I've plotted each of the parameters in a separate facet because
their scales are somewhat different (it might also be worth
scaling `prev` by its standard deviation in order to make comparisons,
as suggested by Schielzeth 2010, but the `Site` variable would still
differ somewhat).

* the year effects (which are of least interest) are fairly consistent
among all methods, although `MCMCglmm` interprets the year-2005 parameter
(i.e., the difference between 2004 and 2005) as being significantly
different from zero.
* the effect of prevalence (which is of most interest) is similarly
consistent, with an estimated effect of around 2% increase in shells
per percentage seroprevalence. The `blmer` result, which forces
a slightly positive among-site variance, has a slightly wider confidence
interval; `MCMCglmm` wider still; and the fixed-effect model (i.e., `glm` with `Site` included as a factor) has a quite wide confidence interval -- the
latter is not surprising, as this model is quite overfitted (13 parameters
for only 30 observations).

Data extracts:

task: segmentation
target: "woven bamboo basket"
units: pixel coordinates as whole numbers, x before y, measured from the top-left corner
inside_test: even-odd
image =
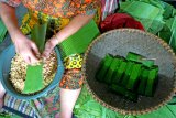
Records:
[[[133,103],[112,94],[108,85],[96,79],[96,71],[106,54],[125,57],[129,52],[156,58],[155,64],[160,67],[160,75],[154,97],[139,96],[138,103]],[[88,90],[102,106],[123,115],[142,115],[158,109],[172,99],[176,92],[175,67],[176,56],[163,40],[140,30],[121,29],[98,36],[89,45],[82,71]]]

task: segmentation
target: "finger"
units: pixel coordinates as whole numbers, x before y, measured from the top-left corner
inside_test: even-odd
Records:
[[[38,51],[38,49],[37,49],[37,46],[36,46],[35,43],[32,42],[31,46],[32,46],[32,50],[34,51],[34,53],[35,53],[36,55],[41,55],[41,54],[40,54],[40,51]]]
[[[38,62],[38,58],[32,52],[29,54],[29,56],[30,56],[31,64],[35,64]]]
[[[45,45],[45,50],[42,54],[43,57],[48,57],[50,53],[52,52],[52,50],[54,49],[54,44],[52,44],[51,41],[48,41]]]
[[[25,61],[28,64],[31,64],[31,60],[30,60],[29,56],[24,56],[23,58],[24,58],[24,61]]]

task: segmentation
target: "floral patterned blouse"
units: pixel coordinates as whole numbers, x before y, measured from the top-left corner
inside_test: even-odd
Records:
[[[32,11],[53,17],[72,18],[77,14],[92,14],[100,7],[100,0],[0,0],[18,7],[21,2]]]

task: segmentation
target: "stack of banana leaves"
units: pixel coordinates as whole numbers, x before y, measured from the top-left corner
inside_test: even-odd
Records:
[[[127,57],[107,54],[101,61],[96,78],[125,98],[138,101],[139,95],[154,96],[158,66],[154,60],[129,52]]]
[[[44,51],[47,24],[34,25],[31,39],[35,42],[40,53]],[[36,73],[37,72],[37,73]],[[31,94],[41,90],[43,84],[43,63],[37,65],[28,65],[25,85],[23,94]]]

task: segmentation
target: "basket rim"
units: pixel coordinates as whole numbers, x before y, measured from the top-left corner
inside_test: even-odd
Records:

What to do:
In the model-comparison excerpt, what is the estimated effect of prevalence on shells? Answer using only the text.

Exercise response:
Around a 2% increase in shells per percentage seroprevalence.